▶ GOAL OF THE EXERCISE
Copy out the lines below word for word.
# EXTRACTED MATERIAL start
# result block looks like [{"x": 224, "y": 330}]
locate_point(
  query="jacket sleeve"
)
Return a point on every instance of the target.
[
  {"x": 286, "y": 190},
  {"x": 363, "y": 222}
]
# EXTRACTED MATERIAL end
▶ FULL ANSWER
# result block looks like [{"x": 224, "y": 330}]
locate_point(
  query="jacket sleeve"
)
Return a point on every instance of the target.
[
  {"x": 286, "y": 190},
  {"x": 363, "y": 222}
]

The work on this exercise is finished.